*Box-labeled dataset extracts:*
▬▬▬▬▬▬▬▬▬▬
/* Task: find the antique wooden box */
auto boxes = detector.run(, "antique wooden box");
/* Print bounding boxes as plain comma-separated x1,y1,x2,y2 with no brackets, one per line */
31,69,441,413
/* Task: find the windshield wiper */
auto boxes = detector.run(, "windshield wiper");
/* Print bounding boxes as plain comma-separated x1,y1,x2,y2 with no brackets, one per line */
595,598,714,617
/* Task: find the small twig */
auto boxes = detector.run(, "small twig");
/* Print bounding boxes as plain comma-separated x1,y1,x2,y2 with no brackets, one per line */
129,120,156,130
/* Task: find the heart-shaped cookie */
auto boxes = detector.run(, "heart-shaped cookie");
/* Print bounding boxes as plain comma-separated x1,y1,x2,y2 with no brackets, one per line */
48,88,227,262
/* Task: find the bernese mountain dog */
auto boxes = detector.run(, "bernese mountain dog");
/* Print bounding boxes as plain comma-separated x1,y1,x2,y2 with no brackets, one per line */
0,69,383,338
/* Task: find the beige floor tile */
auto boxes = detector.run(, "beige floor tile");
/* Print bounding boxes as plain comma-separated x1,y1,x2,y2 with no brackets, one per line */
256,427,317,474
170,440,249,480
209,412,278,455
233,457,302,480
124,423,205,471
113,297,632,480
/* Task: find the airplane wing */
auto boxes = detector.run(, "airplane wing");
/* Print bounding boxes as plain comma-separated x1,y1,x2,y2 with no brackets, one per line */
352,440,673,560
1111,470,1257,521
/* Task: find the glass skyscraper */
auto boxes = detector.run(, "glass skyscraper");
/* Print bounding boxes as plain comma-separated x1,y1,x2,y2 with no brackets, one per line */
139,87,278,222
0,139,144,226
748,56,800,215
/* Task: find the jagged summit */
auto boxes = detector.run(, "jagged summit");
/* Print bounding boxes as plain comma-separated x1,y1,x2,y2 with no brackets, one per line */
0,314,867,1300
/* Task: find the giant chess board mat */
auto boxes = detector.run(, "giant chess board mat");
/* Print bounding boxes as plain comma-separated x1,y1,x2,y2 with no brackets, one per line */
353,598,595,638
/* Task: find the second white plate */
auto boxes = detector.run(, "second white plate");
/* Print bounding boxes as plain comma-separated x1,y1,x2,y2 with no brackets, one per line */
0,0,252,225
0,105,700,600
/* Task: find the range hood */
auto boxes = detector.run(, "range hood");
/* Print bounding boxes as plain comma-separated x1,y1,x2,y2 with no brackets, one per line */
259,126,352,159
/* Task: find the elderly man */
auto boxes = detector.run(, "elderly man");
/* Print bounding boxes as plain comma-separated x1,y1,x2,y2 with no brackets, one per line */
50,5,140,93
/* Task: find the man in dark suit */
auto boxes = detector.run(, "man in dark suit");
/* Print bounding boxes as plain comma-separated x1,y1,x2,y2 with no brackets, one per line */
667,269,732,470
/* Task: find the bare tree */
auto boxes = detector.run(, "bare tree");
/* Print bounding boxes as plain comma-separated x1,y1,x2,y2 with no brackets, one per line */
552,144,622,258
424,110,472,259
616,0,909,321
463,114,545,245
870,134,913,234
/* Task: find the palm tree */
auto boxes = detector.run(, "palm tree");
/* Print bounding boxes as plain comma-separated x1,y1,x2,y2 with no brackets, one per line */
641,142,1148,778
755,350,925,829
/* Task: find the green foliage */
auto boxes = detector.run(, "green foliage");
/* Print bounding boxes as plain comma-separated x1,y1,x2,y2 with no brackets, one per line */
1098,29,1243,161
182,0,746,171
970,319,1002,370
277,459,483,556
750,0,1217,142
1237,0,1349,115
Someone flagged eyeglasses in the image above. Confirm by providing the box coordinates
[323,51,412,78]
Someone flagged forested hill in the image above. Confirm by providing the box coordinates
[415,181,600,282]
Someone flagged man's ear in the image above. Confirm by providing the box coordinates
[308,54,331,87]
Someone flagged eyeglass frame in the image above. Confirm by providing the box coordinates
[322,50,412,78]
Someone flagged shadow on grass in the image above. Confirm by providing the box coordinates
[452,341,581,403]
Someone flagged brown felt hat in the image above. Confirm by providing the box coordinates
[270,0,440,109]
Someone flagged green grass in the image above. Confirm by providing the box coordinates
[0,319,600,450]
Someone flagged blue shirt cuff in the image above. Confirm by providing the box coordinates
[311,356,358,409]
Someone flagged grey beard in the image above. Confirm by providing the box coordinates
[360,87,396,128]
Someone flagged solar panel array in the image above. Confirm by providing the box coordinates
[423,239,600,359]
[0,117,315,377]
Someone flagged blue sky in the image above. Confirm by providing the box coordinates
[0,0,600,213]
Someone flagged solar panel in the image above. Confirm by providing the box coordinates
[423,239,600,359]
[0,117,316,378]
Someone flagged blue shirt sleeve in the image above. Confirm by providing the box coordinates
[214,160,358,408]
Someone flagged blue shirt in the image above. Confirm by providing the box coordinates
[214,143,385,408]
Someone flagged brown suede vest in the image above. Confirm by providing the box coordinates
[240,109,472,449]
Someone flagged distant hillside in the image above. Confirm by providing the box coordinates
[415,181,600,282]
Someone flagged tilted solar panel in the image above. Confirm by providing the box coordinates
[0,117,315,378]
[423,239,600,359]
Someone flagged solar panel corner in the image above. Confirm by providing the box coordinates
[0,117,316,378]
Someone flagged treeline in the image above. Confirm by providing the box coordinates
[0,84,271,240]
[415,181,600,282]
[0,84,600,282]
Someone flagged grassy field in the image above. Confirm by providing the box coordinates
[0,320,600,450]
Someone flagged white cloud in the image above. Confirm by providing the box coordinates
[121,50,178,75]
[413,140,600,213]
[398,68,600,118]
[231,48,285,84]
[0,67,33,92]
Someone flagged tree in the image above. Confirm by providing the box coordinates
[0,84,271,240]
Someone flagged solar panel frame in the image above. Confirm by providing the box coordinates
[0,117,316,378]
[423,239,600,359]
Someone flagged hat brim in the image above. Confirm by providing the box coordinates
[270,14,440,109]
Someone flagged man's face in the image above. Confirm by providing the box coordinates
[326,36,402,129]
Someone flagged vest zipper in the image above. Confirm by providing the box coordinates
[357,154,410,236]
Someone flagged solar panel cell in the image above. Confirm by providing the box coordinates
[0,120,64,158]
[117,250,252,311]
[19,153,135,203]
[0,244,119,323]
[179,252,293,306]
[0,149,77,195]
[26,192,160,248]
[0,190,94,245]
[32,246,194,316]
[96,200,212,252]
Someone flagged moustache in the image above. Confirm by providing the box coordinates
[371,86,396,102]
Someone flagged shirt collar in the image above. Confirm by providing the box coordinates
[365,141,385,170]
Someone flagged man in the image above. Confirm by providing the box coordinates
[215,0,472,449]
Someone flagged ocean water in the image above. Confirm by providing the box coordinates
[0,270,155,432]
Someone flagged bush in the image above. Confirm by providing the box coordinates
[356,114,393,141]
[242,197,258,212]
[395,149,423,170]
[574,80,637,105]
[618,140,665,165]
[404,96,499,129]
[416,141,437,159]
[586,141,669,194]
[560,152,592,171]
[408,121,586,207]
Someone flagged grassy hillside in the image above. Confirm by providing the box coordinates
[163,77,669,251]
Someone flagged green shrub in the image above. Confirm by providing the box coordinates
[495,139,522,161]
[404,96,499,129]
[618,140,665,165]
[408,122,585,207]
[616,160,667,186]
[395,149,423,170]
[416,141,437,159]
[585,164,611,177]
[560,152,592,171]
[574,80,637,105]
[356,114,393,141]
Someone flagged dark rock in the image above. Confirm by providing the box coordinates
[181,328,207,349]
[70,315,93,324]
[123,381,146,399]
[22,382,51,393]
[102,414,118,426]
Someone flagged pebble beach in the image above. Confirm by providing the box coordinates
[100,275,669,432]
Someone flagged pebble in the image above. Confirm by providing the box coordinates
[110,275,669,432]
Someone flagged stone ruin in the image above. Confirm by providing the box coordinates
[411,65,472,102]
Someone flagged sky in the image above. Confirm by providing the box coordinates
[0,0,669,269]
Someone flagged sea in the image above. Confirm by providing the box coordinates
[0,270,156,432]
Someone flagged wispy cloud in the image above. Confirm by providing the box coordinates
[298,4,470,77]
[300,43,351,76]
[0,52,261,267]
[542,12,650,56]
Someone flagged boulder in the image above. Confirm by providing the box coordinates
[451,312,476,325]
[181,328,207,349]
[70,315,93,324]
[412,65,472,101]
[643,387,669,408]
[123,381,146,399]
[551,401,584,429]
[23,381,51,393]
▬▬▬▬▬▬▬▬▬▬
*YOUR INSTRUCTIONS:*
Please output everything from the line containing "Someone flagged wispy" down to the end of the items above as a JSON list of strings, one string per line and no blank lines.

*SOLUTION FOR THIS EXERCISE:*
[
  "Someone flagged wispy cloud in the image above. Confirm by providing the box coordinates",
  "[298,4,470,77]",
  "[300,43,351,76]",
  "[0,52,261,267]",
  "[542,12,650,56]",
  "Someone flagged boulder in the image above. Confirm by providing the box coordinates",
  "[451,312,476,325]",
  "[181,328,207,349]",
  "[70,315,93,324]",
  "[412,65,472,101]",
  "[643,387,669,408]",
  "[123,381,146,399]",
  "[551,401,584,429]",
  "[23,381,51,393]"
]